# [EXTRACTED TEXT]
%%
THEO 60887 - Section 01: Faith, Reason, & the Church (CRN 28926)
Long Title: Faith, Reason, and the Church
Professor Francescan Murphy

Course Description:
This course will study Catholic teaching and theology on the relationshp between faith and reason. We will consider faith and reason in magisterial and conciliar documents (Trent and Vatican II), and in representative theologians of patristic, medieval and modern times such as Augustine, Bonaventure, Aquinas, Pascal, Newman, deLubac, and hans Urs von Balthasar. We will link the different magisterial and theological views of the relationship between faith and reason to ecclesiology.
THEO 60888 - Section 01: Science, Faith and Reason (CRN 30116)
Professor Raoul Rasoulipour

Course Description:
The twentieth century, and particularly the second half of it, saw not only the increase in findings of natural science, but also the rise of claims that in certain areas scientific findings have supplanted traditional metaphysical reasoning. This amounts to the claim that in the debate between faith and reason the role of reason is taken by science. Faith, if it does not completely atrophy, is faith in science and not faith in God. The latest debates between faith and scientific reason, often of an extremely speculative turn, are new phases to old debates over the perennial question: Is the universe just there, or is there some explanation for its physical character, and for its very existence?In this course we will examine the literature of both classical Christian and classical Islamic theology and philosophy in order to see how these traditions address the relationship between science, faith, and reason. The goal of the course is neither religious dialogue nor a comparison of the two traditions. Instead we will consider what resources both traditions offer intellectuals today who see science, religion and philosophy as partners in the quest to understand human existence and the natural world. No prior knowledge of Islam is needed in order to take this course. This course will be conducted with the help of extracts from original works of medieval and contemporary Christian and Muslim writers on some scientific topics (mathematics, medicine, chemistry, astronomy, physics, etc.) in addition to classical treatments of faith and reason (whether from Justin Martyr's Dialogue with Trypho, Tertullian's The Prescriptions against the Heretics, Ghazali's Deliverance from Error, and The Incoherence of the Philosophers, Aquinas' Summa Theologica or John Paul II's Fides et Ratio and the writings of Muslim "neo-Mutazilites").
%%
# [TASKS]
(A) In the course listing, who is the professor for THEO 60888, Science, Faith and Reason?
(B) Repeat the part of the course listing starting with "THEO 60887 - Section 01: Faith, Reason, &" and going on through "Faith and Reason (CRN 30116)", word for word.

# [DATA LISTING]
%%
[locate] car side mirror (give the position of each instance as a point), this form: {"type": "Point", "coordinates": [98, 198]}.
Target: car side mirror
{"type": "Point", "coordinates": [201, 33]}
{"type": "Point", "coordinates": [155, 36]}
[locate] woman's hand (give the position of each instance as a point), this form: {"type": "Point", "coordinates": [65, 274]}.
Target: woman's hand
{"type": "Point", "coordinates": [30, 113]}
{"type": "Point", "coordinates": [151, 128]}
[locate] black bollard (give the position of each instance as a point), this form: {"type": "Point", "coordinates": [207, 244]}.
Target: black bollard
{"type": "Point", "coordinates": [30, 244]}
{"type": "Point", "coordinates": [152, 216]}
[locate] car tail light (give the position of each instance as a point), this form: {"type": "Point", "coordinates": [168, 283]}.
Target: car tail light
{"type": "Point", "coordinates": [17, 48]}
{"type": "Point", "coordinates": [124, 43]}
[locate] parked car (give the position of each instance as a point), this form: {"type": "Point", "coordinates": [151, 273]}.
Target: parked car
%%
# [SOLUTIONS IN ORDER]
(A) Professor Raoul Rasoulipour

(B)
THEO 60887 - Section 01: Faith, Reason, & the Church (CRN 28926)
Long Title: Faith, Reason, and the Church
Professor Francescan Murphy

Course Description:
This course will study Catholic teaching and theology on the relationshp between faith and reason. We will consider faith and reason in magisterial and conciliar documents (Trent and Vatican II), and in representative theologians of patristic, medieval and modern times such as Augustine, Bonaventure, Aquinas, Pascal, Newman, deLubac, and hans Urs von Balthasar. We will link the different magisterial and theological views of the relationship between faith and reason to ecclesiology.
THEO 60888 - Section 01: Science, Faith and Reason (CRN 30116)